**REQUEST:** Please set down all the lines beneath this one exactly, without the pictures.

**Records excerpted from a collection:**
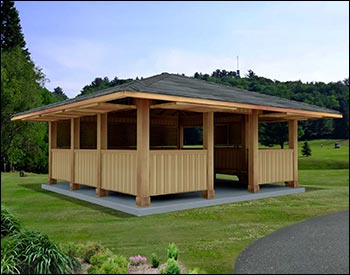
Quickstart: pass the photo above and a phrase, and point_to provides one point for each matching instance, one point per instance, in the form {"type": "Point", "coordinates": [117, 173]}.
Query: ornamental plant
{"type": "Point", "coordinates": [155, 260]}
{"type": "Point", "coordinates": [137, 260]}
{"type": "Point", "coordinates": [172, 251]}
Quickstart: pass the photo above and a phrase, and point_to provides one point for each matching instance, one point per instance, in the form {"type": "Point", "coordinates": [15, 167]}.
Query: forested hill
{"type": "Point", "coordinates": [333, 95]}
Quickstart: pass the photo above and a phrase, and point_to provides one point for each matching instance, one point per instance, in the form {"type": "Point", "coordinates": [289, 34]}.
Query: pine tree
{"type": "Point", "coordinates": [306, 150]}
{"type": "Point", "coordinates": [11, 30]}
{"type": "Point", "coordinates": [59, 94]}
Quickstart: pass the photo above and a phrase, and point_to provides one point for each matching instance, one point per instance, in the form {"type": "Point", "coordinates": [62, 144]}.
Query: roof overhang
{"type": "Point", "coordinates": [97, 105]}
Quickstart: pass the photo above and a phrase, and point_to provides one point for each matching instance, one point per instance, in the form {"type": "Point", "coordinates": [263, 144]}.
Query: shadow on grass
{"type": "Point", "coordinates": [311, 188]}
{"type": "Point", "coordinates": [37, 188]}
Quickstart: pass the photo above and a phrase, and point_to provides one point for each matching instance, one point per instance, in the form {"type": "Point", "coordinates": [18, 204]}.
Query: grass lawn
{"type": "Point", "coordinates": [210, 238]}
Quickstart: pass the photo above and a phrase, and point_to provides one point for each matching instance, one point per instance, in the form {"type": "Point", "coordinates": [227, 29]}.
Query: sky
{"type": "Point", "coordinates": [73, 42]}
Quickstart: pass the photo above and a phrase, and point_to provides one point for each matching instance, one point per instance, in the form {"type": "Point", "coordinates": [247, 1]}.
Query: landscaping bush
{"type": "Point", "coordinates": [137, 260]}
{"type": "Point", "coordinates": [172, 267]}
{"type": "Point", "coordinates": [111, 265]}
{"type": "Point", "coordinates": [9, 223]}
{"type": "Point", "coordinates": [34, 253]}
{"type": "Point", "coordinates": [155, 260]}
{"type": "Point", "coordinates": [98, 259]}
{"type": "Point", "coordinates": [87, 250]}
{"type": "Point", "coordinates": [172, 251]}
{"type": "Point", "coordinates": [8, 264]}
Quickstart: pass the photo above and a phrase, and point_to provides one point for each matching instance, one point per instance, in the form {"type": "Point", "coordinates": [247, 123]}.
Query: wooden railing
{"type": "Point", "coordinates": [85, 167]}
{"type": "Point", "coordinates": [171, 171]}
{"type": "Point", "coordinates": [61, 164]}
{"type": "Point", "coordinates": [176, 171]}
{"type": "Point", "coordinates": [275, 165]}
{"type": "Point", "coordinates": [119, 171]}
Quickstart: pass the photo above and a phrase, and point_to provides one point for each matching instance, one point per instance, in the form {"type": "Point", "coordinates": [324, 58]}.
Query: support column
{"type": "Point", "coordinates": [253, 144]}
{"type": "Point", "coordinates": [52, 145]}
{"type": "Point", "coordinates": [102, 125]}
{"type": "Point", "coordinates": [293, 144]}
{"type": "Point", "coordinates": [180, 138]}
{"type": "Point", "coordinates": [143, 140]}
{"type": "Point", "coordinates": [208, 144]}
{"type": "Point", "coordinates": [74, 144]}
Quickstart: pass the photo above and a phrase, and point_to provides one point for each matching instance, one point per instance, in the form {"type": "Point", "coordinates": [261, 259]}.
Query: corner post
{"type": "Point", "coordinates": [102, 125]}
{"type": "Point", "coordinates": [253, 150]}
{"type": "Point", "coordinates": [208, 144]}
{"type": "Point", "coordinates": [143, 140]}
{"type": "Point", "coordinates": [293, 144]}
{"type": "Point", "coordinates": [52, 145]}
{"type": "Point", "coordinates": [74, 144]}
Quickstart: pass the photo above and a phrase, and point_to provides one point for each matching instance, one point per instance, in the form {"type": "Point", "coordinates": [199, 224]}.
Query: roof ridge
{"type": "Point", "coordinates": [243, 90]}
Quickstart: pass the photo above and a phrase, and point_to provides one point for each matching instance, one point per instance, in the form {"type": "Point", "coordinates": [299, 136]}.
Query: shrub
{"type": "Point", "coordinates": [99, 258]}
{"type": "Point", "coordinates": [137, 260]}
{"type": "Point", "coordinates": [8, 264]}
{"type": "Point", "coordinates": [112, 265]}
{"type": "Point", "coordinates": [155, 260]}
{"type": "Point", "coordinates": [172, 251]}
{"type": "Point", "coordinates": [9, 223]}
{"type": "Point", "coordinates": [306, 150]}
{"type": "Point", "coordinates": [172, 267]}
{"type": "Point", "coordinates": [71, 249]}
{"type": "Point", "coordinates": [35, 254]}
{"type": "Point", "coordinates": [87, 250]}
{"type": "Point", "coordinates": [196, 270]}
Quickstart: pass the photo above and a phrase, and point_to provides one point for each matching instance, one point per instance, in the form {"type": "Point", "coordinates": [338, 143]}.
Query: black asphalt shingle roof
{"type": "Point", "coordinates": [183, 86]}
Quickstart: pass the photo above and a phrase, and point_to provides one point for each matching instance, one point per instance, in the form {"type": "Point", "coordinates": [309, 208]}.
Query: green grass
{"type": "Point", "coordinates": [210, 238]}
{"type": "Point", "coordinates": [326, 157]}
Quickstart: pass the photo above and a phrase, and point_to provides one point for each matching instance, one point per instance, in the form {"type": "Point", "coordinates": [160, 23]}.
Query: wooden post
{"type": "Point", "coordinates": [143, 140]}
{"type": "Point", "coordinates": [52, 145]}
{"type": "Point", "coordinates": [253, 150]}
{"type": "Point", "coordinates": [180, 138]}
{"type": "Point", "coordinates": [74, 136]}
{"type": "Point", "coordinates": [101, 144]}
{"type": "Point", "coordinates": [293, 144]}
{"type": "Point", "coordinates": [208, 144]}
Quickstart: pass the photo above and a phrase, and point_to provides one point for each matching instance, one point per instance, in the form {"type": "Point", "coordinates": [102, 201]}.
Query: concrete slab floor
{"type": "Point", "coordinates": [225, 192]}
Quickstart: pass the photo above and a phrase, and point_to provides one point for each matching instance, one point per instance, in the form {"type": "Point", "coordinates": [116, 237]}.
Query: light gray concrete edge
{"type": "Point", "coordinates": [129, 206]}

**EXERCISE ANSWER:**
Quickstart: pass the photo above and a phrase, and point_to provides one point for each matching instance, one point per instance, in the form {"type": "Point", "coordinates": [117, 173]}.
Query: ornamental plant
{"type": "Point", "coordinates": [155, 260]}
{"type": "Point", "coordinates": [137, 260]}
{"type": "Point", "coordinates": [172, 251]}
Quickstart: pass the photo above and a phrase, and point_to provides one point for each matching instance, one point per instance, in the form {"type": "Point", "coordinates": [15, 167]}.
Query: forested hill
{"type": "Point", "coordinates": [333, 95]}
Quickstart: pass the photo above and a phrase, and point_to provides one point for each matching instance, one point per instance, in the form {"type": "Point", "coordinates": [289, 34]}.
Query: pine tree
{"type": "Point", "coordinates": [306, 150]}
{"type": "Point", "coordinates": [11, 30]}
{"type": "Point", "coordinates": [59, 94]}
Quickstart: pass the photo above and a phrase, and point_to provides one point for each matching instance, one point per instance, in the form {"type": "Point", "coordinates": [62, 144]}.
Query: roof overhang
{"type": "Point", "coordinates": [97, 105]}
Quickstart: pass the photo above and a phrase, and point_to provides one point for each matching instance, one point per instance, in the form {"type": "Point", "coordinates": [263, 144]}.
Query: shadow on grass
{"type": "Point", "coordinates": [311, 188]}
{"type": "Point", "coordinates": [37, 188]}
Quickstart: pass the photo above and a phrase, and point_to provides one point for each matching instance, one point per instance, in the form {"type": "Point", "coordinates": [18, 204]}.
Query: grass lawn
{"type": "Point", "coordinates": [210, 238]}
Quickstart: pass the photo above and a phrase, and point_to provides one point for each matching instance, one point per instance, in the form {"type": "Point", "coordinates": [227, 29]}.
Query: sky
{"type": "Point", "coordinates": [73, 42]}
Quickstart: pass the photo above and a phrase, and point_to provides one point for each matching instance, one point per instance, in the form {"type": "Point", "coordinates": [247, 1]}.
Query: landscaping bush
{"type": "Point", "coordinates": [137, 260]}
{"type": "Point", "coordinates": [172, 267]}
{"type": "Point", "coordinates": [111, 265]}
{"type": "Point", "coordinates": [9, 223]}
{"type": "Point", "coordinates": [34, 253]}
{"type": "Point", "coordinates": [155, 260]}
{"type": "Point", "coordinates": [98, 259]}
{"type": "Point", "coordinates": [87, 250]}
{"type": "Point", "coordinates": [172, 251]}
{"type": "Point", "coordinates": [8, 264]}
Quickstart: pass the photo above and a phrase, and point_to provides one point for each matching instance, one point per instance, in the form {"type": "Point", "coordinates": [247, 123]}.
Query: wooden railing
{"type": "Point", "coordinates": [85, 167]}
{"type": "Point", "coordinates": [171, 171]}
{"type": "Point", "coordinates": [61, 164]}
{"type": "Point", "coordinates": [176, 171]}
{"type": "Point", "coordinates": [275, 165]}
{"type": "Point", "coordinates": [119, 171]}
Quickstart: pass the photo above and a phrase, and point_to provides one point for each matching instance, one point per instance, in the form {"type": "Point", "coordinates": [324, 58]}.
Query: support column
{"type": "Point", "coordinates": [253, 144]}
{"type": "Point", "coordinates": [52, 145]}
{"type": "Point", "coordinates": [102, 125]}
{"type": "Point", "coordinates": [293, 144]}
{"type": "Point", "coordinates": [180, 138]}
{"type": "Point", "coordinates": [143, 140]}
{"type": "Point", "coordinates": [208, 144]}
{"type": "Point", "coordinates": [74, 144]}
Quickstart: pass the photo above and a phrase, and point_to provides one point for each matching instance, one point per instance, in the form {"type": "Point", "coordinates": [261, 259]}.
Query: corner post
{"type": "Point", "coordinates": [102, 125]}
{"type": "Point", "coordinates": [253, 150]}
{"type": "Point", "coordinates": [208, 144]}
{"type": "Point", "coordinates": [143, 140]}
{"type": "Point", "coordinates": [293, 144]}
{"type": "Point", "coordinates": [52, 145]}
{"type": "Point", "coordinates": [74, 144]}
Quickstart: pass the photo above and a phrase, and point_to provides one point for each matching instance, one point per instance, in the form {"type": "Point", "coordinates": [199, 224]}.
Query: roof ridge
{"type": "Point", "coordinates": [243, 90]}
Quickstart: pass the photo above and a phrase, and point_to provides one point for each matching instance, one point per instance, in the form {"type": "Point", "coordinates": [299, 136]}.
Query: shrub
{"type": "Point", "coordinates": [99, 258]}
{"type": "Point", "coordinates": [137, 260]}
{"type": "Point", "coordinates": [8, 264]}
{"type": "Point", "coordinates": [112, 265]}
{"type": "Point", "coordinates": [155, 260]}
{"type": "Point", "coordinates": [172, 251]}
{"type": "Point", "coordinates": [9, 223]}
{"type": "Point", "coordinates": [306, 150]}
{"type": "Point", "coordinates": [172, 267]}
{"type": "Point", "coordinates": [71, 249]}
{"type": "Point", "coordinates": [35, 254]}
{"type": "Point", "coordinates": [87, 250]}
{"type": "Point", "coordinates": [196, 270]}
Quickstart: pass the photo above and a phrase, and point_to provides one point for each matching instance, one point per instance, in the form {"type": "Point", "coordinates": [338, 143]}.
Query: black asphalt shingle roof
{"type": "Point", "coordinates": [183, 86]}
Quickstart: pass the photo above and a phrase, and point_to provides one point for each matching instance, one point per instance, in the form {"type": "Point", "coordinates": [309, 208]}.
Query: green grass
{"type": "Point", "coordinates": [210, 238]}
{"type": "Point", "coordinates": [326, 157]}
Quickstart: pass the photo above and a phrase, and point_to provides one point for each matching instance, one point per instance, in the form {"type": "Point", "coordinates": [160, 23]}.
Query: wooden post
{"type": "Point", "coordinates": [143, 140]}
{"type": "Point", "coordinates": [52, 145]}
{"type": "Point", "coordinates": [253, 150]}
{"type": "Point", "coordinates": [180, 138]}
{"type": "Point", "coordinates": [74, 136]}
{"type": "Point", "coordinates": [101, 144]}
{"type": "Point", "coordinates": [293, 144]}
{"type": "Point", "coordinates": [208, 144]}
Quickstart: pass the photo above and a phrase, and point_to provides one point for each matching instance, one point per instance, in the form {"type": "Point", "coordinates": [102, 201]}.
Query: concrete slab floor
{"type": "Point", "coordinates": [225, 192]}
Quickstart: pass the photo above and a phrase, and point_to provides one point for each matching instance, one point per instance, in the form {"type": "Point", "coordinates": [116, 237]}.
Query: light gray concrete edge
{"type": "Point", "coordinates": [129, 206]}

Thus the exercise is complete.